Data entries
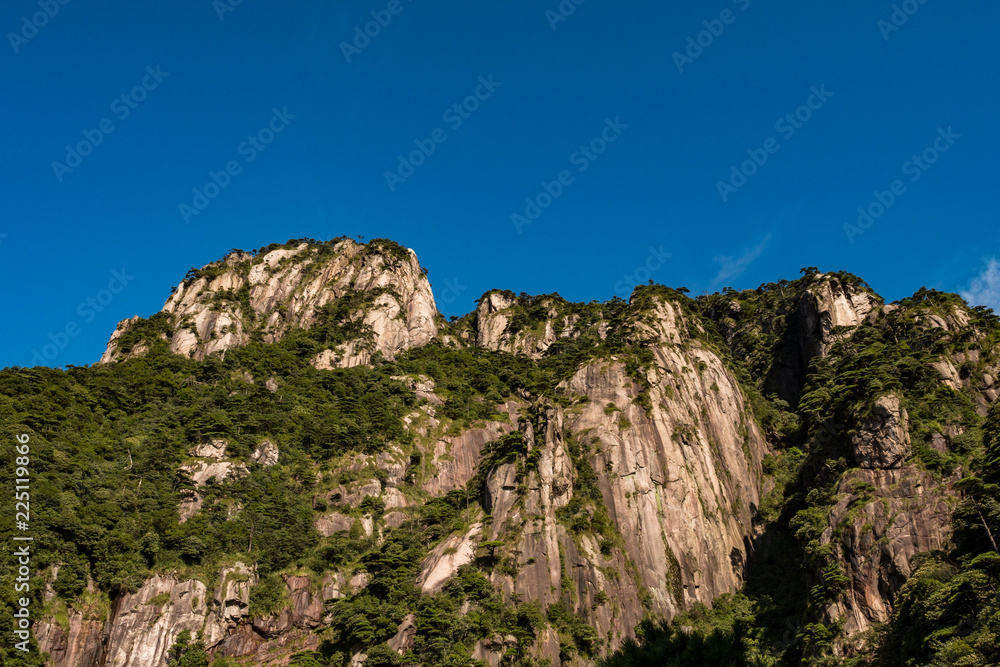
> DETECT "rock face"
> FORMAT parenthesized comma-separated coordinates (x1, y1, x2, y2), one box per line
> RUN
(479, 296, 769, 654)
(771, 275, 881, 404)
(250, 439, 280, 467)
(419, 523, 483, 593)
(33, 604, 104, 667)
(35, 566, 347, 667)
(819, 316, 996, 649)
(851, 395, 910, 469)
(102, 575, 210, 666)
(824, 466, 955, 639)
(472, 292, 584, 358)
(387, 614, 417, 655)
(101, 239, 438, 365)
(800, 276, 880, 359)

==

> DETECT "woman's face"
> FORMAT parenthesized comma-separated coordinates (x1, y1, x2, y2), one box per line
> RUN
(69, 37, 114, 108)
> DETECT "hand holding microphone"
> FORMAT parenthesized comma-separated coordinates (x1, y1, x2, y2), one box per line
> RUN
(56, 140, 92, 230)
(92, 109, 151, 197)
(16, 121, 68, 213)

## [How to complete this task]
All lines of the records above that contain the word "face" are to be copied out.

## [Solution]
> DETECT "rock face"
> DETECT "woman's face"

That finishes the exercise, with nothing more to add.